__Task details__. Scan the data for "gray" and copy each matching line.

__Saved entries__.
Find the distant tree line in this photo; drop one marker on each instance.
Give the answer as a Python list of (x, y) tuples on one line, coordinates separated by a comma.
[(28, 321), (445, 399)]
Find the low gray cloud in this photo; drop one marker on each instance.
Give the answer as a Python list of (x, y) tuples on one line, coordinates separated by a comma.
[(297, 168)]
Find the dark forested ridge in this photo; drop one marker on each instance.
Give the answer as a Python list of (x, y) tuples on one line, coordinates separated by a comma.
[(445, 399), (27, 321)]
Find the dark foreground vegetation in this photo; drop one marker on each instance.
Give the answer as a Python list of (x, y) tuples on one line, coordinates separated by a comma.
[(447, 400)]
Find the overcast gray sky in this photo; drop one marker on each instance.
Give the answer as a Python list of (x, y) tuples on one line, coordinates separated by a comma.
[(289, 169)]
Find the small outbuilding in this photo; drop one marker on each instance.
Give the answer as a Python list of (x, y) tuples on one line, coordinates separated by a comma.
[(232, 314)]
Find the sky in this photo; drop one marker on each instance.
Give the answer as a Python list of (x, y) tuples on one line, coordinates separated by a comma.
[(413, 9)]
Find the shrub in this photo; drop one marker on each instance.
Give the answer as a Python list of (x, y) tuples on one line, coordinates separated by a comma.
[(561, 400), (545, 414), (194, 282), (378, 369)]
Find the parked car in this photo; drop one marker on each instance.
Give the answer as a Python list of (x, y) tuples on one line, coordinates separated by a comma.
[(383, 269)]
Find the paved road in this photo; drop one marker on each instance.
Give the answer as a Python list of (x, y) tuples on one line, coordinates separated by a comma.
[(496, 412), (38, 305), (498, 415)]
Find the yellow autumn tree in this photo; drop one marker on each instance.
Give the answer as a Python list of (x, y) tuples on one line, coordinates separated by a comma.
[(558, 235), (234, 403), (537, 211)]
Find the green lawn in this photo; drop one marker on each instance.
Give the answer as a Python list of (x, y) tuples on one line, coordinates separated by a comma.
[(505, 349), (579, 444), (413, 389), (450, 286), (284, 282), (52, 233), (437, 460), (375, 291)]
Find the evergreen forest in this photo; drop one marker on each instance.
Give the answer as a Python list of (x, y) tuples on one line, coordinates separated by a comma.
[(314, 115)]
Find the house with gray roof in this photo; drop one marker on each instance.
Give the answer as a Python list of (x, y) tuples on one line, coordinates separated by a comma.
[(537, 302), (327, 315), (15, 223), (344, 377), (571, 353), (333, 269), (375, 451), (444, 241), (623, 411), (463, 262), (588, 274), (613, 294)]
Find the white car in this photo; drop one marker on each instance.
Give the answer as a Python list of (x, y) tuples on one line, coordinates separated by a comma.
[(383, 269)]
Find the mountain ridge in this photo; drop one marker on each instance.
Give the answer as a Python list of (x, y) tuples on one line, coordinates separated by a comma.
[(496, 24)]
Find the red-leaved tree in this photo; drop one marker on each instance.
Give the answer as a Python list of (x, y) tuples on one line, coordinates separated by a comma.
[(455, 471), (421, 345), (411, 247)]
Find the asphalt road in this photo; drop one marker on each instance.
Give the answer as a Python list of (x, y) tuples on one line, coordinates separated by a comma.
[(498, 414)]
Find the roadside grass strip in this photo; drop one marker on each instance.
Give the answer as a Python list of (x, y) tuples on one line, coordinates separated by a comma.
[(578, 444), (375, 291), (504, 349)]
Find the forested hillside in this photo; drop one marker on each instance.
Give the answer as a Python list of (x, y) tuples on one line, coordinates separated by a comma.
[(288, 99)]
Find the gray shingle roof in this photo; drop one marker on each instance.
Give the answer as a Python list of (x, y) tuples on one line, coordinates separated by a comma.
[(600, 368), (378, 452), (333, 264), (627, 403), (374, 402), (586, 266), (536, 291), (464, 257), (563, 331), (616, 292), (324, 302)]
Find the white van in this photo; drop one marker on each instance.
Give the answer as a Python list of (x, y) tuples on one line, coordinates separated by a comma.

__Task answer__.
Find the low gray cloud in this photo; drop one marker on each instance.
Find the overcast gray sky in this photo; drop one marker on each instance.
Find the house with gray roof in this photo; drop one marker on each instance.
Find the gray shingle roof in this photo; drop one marker on each instance.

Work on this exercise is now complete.